- PROBLEM DESCRIPTION
All of the data should be given again word for word, though the images are to be left out.

*** Opening of PROVIDED INFORMATION ***

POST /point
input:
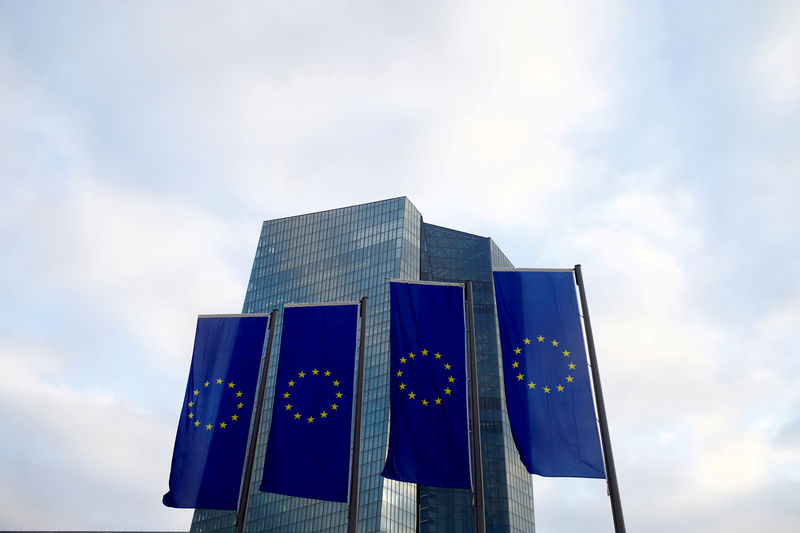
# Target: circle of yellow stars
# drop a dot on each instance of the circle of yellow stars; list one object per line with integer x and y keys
{"x": 191, "y": 411}
{"x": 533, "y": 386}
{"x": 411, "y": 395}
{"x": 302, "y": 376}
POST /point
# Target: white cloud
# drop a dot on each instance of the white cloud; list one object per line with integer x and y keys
{"x": 68, "y": 449}
{"x": 775, "y": 68}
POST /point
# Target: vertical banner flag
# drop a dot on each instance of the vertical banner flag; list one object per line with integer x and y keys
{"x": 429, "y": 432}
{"x": 308, "y": 452}
{"x": 214, "y": 425}
{"x": 549, "y": 399}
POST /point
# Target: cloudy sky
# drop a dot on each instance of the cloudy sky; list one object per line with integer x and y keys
{"x": 655, "y": 143}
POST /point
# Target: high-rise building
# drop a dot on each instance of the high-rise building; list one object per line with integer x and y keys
{"x": 342, "y": 255}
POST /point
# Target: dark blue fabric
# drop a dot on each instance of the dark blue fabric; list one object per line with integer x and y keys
{"x": 429, "y": 435}
{"x": 210, "y": 447}
{"x": 548, "y": 394}
{"x": 308, "y": 452}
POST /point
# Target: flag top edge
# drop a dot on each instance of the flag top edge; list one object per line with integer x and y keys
{"x": 235, "y": 315}
{"x": 418, "y": 282}
{"x": 533, "y": 270}
{"x": 320, "y": 304}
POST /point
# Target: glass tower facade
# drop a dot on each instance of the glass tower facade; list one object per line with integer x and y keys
{"x": 342, "y": 255}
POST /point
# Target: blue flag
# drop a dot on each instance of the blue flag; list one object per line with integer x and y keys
{"x": 308, "y": 452}
{"x": 549, "y": 399}
{"x": 429, "y": 432}
{"x": 214, "y": 425}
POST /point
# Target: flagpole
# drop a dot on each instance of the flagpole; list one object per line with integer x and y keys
{"x": 244, "y": 495}
{"x": 355, "y": 472}
{"x": 608, "y": 456}
{"x": 477, "y": 459}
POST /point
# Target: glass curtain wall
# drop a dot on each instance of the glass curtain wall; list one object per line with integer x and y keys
{"x": 338, "y": 255}
{"x": 454, "y": 256}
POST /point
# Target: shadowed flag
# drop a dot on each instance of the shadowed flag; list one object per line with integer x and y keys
{"x": 308, "y": 452}
{"x": 549, "y": 399}
{"x": 429, "y": 432}
{"x": 208, "y": 458}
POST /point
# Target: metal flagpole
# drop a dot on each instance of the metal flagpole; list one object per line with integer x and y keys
{"x": 477, "y": 459}
{"x": 244, "y": 495}
{"x": 355, "y": 471}
{"x": 611, "y": 471}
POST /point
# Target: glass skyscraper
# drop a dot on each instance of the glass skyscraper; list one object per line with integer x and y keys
{"x": 342, "y": 255}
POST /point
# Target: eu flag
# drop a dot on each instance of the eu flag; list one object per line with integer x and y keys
{"x": 548, "y": 395}
{"x": 214, "y": 425}
{"x": 429, "y": 433}
{"x": 308, "y": 451}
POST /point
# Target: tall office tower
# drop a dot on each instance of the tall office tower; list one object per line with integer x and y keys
{"x": 342, "y": 255}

*** Close of PROVIDED INFORMATION ***

- RESULT OF THE EXERCISE
POST /point
input:
# Target: circle of yellow stars
# drop a dot on each instance of the circle of yellow stars; list one object per line with integer x and y keys
{"x": 191, "y": 411}
{"x": 533, "y": 386}
{"x": 411, "y": 395}
{"x": 302, "y": 376}
POST /point
# Target: white cloud
# drop a dot on each instance of the white cloud; list one object per line with integer x and y keys
{"x": 68, "y": 449}
{"x": 775, "y": 68}
POST /point
# Target: vertical banner flag
# drop a dot on each instance of the vertical banner flag; list one object per line with integer x and y keys
{"x": 429, "y": 432}
{"x": 308, "y": 452}
{"x": 214, "y": 425}
{"x": 549, "y": 399}
POST /point
# Target: cloudy sky
# drop a dot on each instance of the cloudy sky; list one object per line with integer x and y keys
{"x": 655, "y": 143}
POST /point
# Target: high-rise building
# drop a dot on each instance of the high-rise building; list one object per line with integer x and y keys
{"x": 342, "y": 255}
POST /point
# Target: dark blue fabric
# drop a dot on each instance of the dark blue fabric; list one object per line with integer x and y keys
{"x": 429, "y": 435}
{"x": 210, "y": 447}
{"x": 548, "y": 394}
{"x": 308, "y": 452}
POST /point
# Target: flag top edge
# drop a dot on each instance of the flag top edge; list one object per line with integer x and y keys
{"x": 235, "y": 315}
{"x": 418, "y": 282}
{"x": 533, "y": 270}
{"x": 320, "y": 304}
POST /point
# Target: glass tower facade
# drop a dot on each instance of the glass tower facade; list one object per line with integer x and y keys
{"x": 342, "y": 255}
POST /point
# Target: blue flag
# drop a dot on each instance of the blue flag; list one object per line with integer x and y keys
{"x": 308, "y": 452}
{"x": 549, "y": 399}
{"x": 429, "y": 432}
{"x": 214, "y": 425}
POST /point
# Target: flagpole
# drop a dot on each instance of the flagpole; list one object per line with integer x and y keys
{"x": 244, "y": 495}
{"x": 355, "y": 472}
{"x": 608, "y": 456}
{"x": 477, "y": 459}
POST /point
# Target: glass curtain wall
# drop a dot on each instance of the glass curtain wall; list one object per line with integer x and y keys
{"x": 338, "y": 255}
{"x": 454, "y": 256}
POST /point
# Target: shadowed flag
# drop a dot on each instance of the shadowed flag; list one object per line with integer x and y keys
{"x": 308, "y": 452}
{"x": 549, "y": 399}
{"x": 429, "y": 432}
{"x": 208, "y": 458}
POST /point
# Target: metal flagpole
# drop a dot on each instance of the metal flagpole; list one object per line with integer x and y keys
{"x": 477, "y": 459}
{"x": 244, "y": 495}
{"x": 355, "y": 471}
{"x": 611, "y": 471}
POST /point
# Target: glass skyscraper
# drop a dot on each instance of the glass skyscraper; list one object per line with integer x and y keys
{"x": 342, "y": 255}
POST /point
# Target: eu flag
# drop a dot on each instance of the eu flag; list one object per line with integer x and y keys
{"x": 548, "y": 395}
{"x": 214, "y": 425}
{"x": 429, "y": 433}
{"x": 308, "y": 451}
POST /point
# Target: tall office tower
# drop a dot on each instance of the tall office tower; list one object per line with integer x and y keys
{"x": 342, "y": 255}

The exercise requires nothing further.